**INSTRUÇÕES DO EXERCÍCIO:**
Selecione nas linhas abaixo todas as que contêm a palavra "wooden" e copie cada uma delas.

**DADOS DISPONÍVEIS:**
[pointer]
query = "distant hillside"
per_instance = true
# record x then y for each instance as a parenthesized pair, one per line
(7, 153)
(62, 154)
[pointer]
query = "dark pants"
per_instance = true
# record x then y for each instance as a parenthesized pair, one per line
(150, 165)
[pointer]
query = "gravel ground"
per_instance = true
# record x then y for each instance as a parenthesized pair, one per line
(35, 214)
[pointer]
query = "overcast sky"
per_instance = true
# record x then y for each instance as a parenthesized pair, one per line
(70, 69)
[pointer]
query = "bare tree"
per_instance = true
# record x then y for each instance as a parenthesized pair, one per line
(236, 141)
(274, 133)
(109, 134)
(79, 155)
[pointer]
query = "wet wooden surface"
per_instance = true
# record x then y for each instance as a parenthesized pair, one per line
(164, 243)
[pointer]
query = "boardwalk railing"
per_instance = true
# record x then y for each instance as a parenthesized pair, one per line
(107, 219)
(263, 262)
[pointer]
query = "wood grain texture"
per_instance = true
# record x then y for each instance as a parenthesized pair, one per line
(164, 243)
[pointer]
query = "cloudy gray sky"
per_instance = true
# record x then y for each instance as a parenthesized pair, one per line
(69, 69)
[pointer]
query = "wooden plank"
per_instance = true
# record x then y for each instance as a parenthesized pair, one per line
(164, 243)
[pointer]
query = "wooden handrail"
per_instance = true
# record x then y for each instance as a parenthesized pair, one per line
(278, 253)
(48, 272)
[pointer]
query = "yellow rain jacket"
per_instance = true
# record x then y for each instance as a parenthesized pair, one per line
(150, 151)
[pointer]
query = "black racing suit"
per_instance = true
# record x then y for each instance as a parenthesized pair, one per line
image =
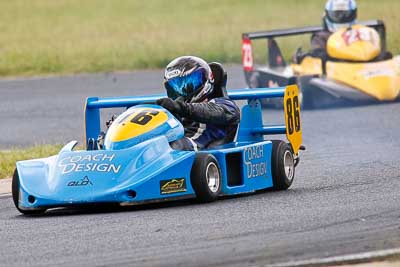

**RESPOSTA ABAIXO:**
query = "wet wooden surface"
query = "wooden plank"
query = "wooden handrail"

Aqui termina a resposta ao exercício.